● Task prompt
Repeat the listing below in full, exactly as it stands.

== Record set

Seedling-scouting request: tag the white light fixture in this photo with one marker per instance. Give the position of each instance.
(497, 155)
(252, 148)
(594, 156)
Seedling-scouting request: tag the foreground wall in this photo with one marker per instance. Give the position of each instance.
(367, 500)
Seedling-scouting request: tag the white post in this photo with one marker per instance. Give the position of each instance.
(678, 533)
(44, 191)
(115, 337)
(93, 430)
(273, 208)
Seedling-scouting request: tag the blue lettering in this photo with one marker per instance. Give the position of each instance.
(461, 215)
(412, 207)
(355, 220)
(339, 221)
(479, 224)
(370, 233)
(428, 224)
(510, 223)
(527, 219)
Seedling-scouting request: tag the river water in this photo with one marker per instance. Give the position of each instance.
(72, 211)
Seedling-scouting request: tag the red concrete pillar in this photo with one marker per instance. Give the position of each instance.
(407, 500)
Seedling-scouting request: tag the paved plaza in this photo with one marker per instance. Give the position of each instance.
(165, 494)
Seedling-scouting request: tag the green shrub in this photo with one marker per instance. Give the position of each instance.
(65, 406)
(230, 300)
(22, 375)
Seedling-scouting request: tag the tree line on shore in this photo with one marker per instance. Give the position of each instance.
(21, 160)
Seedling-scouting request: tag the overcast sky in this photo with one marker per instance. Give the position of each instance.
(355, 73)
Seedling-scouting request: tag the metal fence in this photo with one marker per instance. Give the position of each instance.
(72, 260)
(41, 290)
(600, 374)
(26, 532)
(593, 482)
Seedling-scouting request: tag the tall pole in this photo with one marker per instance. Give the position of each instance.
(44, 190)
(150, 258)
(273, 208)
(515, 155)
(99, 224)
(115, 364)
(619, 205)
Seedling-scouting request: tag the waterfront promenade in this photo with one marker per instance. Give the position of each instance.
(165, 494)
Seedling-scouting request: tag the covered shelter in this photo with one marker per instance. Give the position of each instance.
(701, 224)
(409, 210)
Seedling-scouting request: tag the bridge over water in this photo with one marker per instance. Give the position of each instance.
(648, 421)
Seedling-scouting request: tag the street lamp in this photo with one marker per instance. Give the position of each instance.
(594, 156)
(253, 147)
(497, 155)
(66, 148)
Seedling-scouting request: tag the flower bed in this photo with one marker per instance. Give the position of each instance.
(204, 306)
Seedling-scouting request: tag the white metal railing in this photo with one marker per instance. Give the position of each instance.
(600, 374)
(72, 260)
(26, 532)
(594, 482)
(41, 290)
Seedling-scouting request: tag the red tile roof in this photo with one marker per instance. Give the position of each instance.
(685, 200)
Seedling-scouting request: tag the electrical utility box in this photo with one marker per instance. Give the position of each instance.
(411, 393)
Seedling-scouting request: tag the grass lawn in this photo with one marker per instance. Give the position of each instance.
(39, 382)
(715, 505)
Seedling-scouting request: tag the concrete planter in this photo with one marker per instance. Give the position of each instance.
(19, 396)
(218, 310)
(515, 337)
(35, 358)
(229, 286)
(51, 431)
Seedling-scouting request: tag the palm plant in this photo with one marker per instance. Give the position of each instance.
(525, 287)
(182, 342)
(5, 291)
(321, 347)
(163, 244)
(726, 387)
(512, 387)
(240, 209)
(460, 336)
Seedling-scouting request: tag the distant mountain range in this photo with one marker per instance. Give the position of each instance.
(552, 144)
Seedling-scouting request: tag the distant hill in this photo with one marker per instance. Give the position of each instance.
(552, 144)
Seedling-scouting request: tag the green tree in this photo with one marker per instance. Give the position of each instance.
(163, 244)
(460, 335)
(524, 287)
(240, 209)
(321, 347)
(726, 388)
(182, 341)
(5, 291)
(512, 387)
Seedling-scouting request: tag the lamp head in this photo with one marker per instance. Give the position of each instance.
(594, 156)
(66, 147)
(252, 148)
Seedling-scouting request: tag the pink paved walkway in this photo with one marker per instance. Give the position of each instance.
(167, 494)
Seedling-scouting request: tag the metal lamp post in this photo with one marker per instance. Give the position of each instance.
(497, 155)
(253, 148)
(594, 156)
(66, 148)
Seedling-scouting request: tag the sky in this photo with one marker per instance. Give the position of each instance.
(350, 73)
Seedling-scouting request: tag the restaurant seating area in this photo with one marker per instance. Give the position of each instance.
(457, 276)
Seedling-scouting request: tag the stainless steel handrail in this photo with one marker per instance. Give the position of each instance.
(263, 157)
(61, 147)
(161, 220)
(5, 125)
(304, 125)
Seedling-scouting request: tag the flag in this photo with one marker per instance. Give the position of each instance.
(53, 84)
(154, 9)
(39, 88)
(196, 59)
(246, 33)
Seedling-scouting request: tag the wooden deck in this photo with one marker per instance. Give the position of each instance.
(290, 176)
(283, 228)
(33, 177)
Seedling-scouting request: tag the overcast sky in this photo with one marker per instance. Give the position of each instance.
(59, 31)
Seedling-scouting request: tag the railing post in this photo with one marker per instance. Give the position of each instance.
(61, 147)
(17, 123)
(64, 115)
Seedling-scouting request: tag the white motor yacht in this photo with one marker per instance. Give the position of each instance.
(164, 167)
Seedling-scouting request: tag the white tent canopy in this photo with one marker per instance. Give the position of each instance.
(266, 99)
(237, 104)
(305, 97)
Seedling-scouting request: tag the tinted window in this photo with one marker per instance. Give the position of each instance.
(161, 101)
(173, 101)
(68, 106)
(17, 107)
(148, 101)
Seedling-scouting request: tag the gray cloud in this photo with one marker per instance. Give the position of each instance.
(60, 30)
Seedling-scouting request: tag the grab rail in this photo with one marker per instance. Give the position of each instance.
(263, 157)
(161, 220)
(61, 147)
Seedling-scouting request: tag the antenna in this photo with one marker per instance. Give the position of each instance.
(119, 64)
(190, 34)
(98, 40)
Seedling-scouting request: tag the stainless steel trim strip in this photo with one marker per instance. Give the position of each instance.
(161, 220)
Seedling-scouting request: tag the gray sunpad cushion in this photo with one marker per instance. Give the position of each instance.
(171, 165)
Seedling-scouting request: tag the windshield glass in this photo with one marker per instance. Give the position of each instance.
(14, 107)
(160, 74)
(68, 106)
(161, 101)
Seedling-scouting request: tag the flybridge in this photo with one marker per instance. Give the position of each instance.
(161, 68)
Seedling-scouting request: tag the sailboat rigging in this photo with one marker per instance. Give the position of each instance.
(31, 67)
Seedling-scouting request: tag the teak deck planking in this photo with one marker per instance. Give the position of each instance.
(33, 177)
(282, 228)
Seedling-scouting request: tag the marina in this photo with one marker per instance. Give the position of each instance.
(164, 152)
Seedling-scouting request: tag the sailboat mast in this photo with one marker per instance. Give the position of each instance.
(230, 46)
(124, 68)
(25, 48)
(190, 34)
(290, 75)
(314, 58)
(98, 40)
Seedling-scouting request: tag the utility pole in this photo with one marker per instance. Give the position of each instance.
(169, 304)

====

● Reply
Seedling-scouting request: tag the white light fixture in this photo with one marker per instance. Give the position of each instance.
(497, 155)
(252, 148)
(594, 156)
Seedling-scouting request: tag the foreground wall in this photo with one marker per instance. Give the position of each instance.
(367, 500)
Seedling-scouting request: tag the white post in this photo with one marker per instance. Give the position of each instance.
(678, 533)
(44, 191)
(115, 337)
(93, 430)
(273, 208)
Seedling-scouting request: tag the blue lettering in this photo with one marker per instance. Give the position of each instance.
(461, 215)
(412, 207)
(355, 220)
(339, 221)
(479, 224)
(370, 233)
(428, 224)
(510, 223)
(527, 219)
Seedling-scouting request: tag the river water in this photo with one marker per instance. Give the position of each instance.
(72, 211)
Seedling-scouting request: tag the red concrete pillar in this photo with one marker per instance. Give the position of each instance.
(407, 500)
Seedling-scouting request: tag the paved plaza in this photo with one marker per instance. Give the position of each instance.
(165, 494)
Seedling-scouting request: tag the green shrub in this photo with one marker per instance. Give the position of each instance.
(65, 406)
(230, 300)
(22, 375)
Seedling-scouting request: tag the tree line on shore in this photo with one marker per instance. Give the position of each instance.
(21, 160)
Seedling-scouting request: tag the overcast sky in this photo with one marker per instance. Give the position of each instance.
(355, 73)
Seedling-scouting request: tag the metal fence in this photo with one marker per instance. Give the position of each instance.
(72, 260)
(41, 290)
(600, 374)
(26, 532)
(593, 482)
Seedling-scouting request: tag the tall pole in this photo with one marker per instance. Give the position of each instance.
(44, 190)
(150, 258)
(273, 208)
(515, 155)
(99, 224)
(115, 364)
(619, 205)
Seedling-scouting request: tag the waterfront promenade in this photo with one marker per instance. Give the position of each instance.
(165, 494)
Seedling-scouting request: tag the covered shelter in this photo with one marker per instance. Give the position of each instance.
(701, 224)
(409, 210)
Seedling-scouting request: tag the bridge over water in this photo with one marker per instance. Give the position of each instance.
(648, 421)
Seedling-scouting request: tag the street lamp in this photo with one marker per instance. Give the position of each instance.
(594, 156)
(253, 147)
(497, 155)
(66, 148)
Seedling-scouting request: tag the flower bed in this photo with one marker per instance. Give the position of each instance.
(204, 306)
Seedling-scouting request: tag the white metal railing in this photo with one marker per instance. Give the position of each instance.
(600, 374)
(72, 260)
(26, 532)
(594, 482)
(41, 290)
Seedling-scouting request: tag the red tile roof in this photo with one marker per instance. Give the position of each instance.
(685, 200)
Seedling-scouting request: tag the electrical utility box in this photo with one marker per instance. Give the position of each instance.
(411, 393)
Seedling-scouting request: tag the grass lawn in this photo with one marker per instance. Give the position of each instance.
(39, 382)
(715, 505)
Seedling-scouting request: tag the concrete planter in this photo with one marker per instance. Give the position of each instance.
(19, 396)
(218, 310)
(515, 337)
(35, 358)
(229, 286)
(51, 431)
Seedling-scouting request: tag the palm plant in this photo with one marker per instance. Give the position of each instance.
(525, 287)
(182, 342)
(5, 291)
(321, 347)
(163, 244)
(726, 387)
(512, 387)
(240, 209)
(460, 336)
Seedling-scouting request: tag the distant mountain range in this photo with one marker per instance. Give the position of each instance.
(552, 144)
Seedling-scouting request: tag the distant hill in this photo with one marker per instance. Give the position of each instance.
(552, 144)
Seedling-scouting request: tag the green tree in this photo with one marker per instance. Give the position of each instance.
(163, 244)
(460, 335)
(524, 287)
(240, 209)
(321, 347)
(726, 388)
(182, 341)
(5, 291)
(512, 387)
Seedling-scouting request: tag the lamp head in this photo with one marker per instance. Give the position of each instance.
(594, 156)
(66, 147)
(252, 148)
Seedling-scouting request: tag the pink paved walkway in this photo with one marker per instance. Give the position of each instance.
(167, 494)
Seedling-scouting request: tag the metal lamp post in this photo with one marker per instance. Give the position of each instance.
(497, 155)
(253, 148)
(594, 156)
(66, 148)
Seedling-scouting request: tag the sky in this photo with one marker per instance. Give the position of each instance.
(350, 73)
Seedling-scouting request: tag the restaurant seating area in this photo with one marker per instance. Give the position of each instance.
(457, 276)
Seedling-scouting request: tag the stainless steel handrail in this photo with one marker per instance. Give the position of each instance.
(263, 157)
(61, 147)
(161, 220)
(5, 125)
(304, 125)
Seedling-scouting request: tag the flag in this photo with one marker per instance. Give the position of each instance.
(53, 84)
(154, 9)
(39, 88)
(196, 59)
(246, 33)
Seedling-scouting request: tag the wooden deck in this photo with one marker per instance. Give the position of each instance.
(290, 176)
(283, 228)
(33, 177)
Seedling-scouting request: tag the overcast sky in this photo with one marker per instance. Give the position of each instance.
(59, 31)
Seedling-scouting request: tag the railing post in this photo with one marker per instance. Give the position of each instance.
(61, 147)
(17, 123)
(64, 115)
Seedling-scouting request: tag the white motor yacht in this photo with one marker per instance. Give the position of each instance.
(164, 167)
Seedling-scouting request: tag the white tent canopy in this photo with one marker per instance. Give the position of each instance.
(266, 99)
(237, 104)
(305, 97)
Seedling-scouting request: tag the tinted window in this photo with one marker per instance. Give the position of each instance.
(161, 101)
(173, 101)
(68, 106)
(17, 107)
(148, 101)
Seedling-scouting request: tag the gray cloud in this photo with one marker per instance. Give the position of each instance.
(60, 30)
Seedling-scouting request: tag the grab rail in this photo with one marker per instance. Give the position of each instance.
(263, 157)
(161, 220)
(61, 147)
Seedling-scouting request: tag the antenna in this photo with one marker per instance. Give the position of each instance.
(119, 64)
(190, 34)
(98, 40)
Seedling-scouting request: tag the stainless steel trim strip in this photo with one marker per instance. Give the position of each instance.
(161, 220)
Seedling-scouting request: tag the gray sunpad cushion in this photo with one marker per instance. Give the position of each instance.
(171, 165)
Seedling-scouting request: tag the windshield glass in this photo with one marker per instance. Give the position of each instance.
(14, 107)
(160, 74)
(68, 106)
(161, 101)
Seedling-scouting request: tag the flybridge in this photo with one marker per instance. Give the position of each instance.
(161, 68)
Seedling-scouting request: tag the sailboat rigging in this photo with one marker per instance. Give the position of each instance.
(31, 67)
Seedling-scouting request: tag the teak deck planking in this photo with one marker per instance. Give the position of each instance.
(33, 177)
(282, 228)
Seedling-scouting request: tag the marina in this photo with one marker per instance. Give the position of each instance.
(164, 152)
Seedling-scouting request: tag the sailboat mast in this photo with one marker per instance. Give the position of each instance.
(230, 46)
(124, 68)
(25, 48)
(190, 34)
(290, 75)
(314, 58)
(98, 40)
Seedling-scouting request: tag the utility pole in this photo with one marker per instance. Give the position of each instance.
(169, 304)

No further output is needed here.